* **Task details**:
For each line in the data below that holds "white", return a copy.
──────── Data provided ────────
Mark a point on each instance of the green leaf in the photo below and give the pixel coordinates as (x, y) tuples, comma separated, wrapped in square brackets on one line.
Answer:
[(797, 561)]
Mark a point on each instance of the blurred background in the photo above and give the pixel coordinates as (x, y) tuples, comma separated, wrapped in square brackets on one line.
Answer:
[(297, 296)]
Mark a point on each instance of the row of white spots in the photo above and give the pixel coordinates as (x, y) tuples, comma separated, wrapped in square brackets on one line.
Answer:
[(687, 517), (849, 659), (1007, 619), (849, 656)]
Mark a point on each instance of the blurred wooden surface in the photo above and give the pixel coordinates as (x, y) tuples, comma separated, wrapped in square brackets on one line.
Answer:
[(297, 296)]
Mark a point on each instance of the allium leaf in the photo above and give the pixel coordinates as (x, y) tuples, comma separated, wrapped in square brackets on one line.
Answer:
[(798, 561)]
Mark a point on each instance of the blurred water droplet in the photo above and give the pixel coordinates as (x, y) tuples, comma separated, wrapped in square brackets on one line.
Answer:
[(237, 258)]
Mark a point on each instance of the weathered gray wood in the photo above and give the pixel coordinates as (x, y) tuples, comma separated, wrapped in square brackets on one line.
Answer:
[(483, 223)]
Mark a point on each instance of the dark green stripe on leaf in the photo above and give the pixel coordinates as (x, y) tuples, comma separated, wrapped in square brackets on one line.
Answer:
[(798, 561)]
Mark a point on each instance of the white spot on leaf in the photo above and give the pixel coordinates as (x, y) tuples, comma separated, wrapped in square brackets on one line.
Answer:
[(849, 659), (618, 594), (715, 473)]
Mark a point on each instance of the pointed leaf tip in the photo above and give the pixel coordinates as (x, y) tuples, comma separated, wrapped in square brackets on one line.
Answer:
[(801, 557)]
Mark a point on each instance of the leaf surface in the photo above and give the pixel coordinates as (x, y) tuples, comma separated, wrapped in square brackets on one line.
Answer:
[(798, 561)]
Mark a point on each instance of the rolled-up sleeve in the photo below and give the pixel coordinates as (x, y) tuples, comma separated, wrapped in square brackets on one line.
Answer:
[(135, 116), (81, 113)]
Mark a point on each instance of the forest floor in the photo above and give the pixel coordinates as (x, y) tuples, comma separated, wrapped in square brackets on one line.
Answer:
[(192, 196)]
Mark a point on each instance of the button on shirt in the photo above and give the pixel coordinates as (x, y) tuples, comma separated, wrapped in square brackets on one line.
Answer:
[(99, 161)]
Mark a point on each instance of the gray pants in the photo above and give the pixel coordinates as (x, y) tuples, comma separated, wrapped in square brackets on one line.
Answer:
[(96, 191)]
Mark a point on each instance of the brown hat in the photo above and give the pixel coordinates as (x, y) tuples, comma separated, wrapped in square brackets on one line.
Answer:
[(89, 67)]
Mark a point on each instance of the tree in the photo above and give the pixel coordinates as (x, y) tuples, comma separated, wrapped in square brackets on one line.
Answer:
────────
* **Response for this exercise**:
Mark a point on each instance of the row of white spots in the photo above and give the pixel coordinates as (x, y) tuples, comma separated, wrapped in square brackets on one line.
Mark a point on each instance of the white spot on leaf in the photo above and give the pixel coordinates as (x, y) tuples, comma separated, wrapped in square brackets on one line.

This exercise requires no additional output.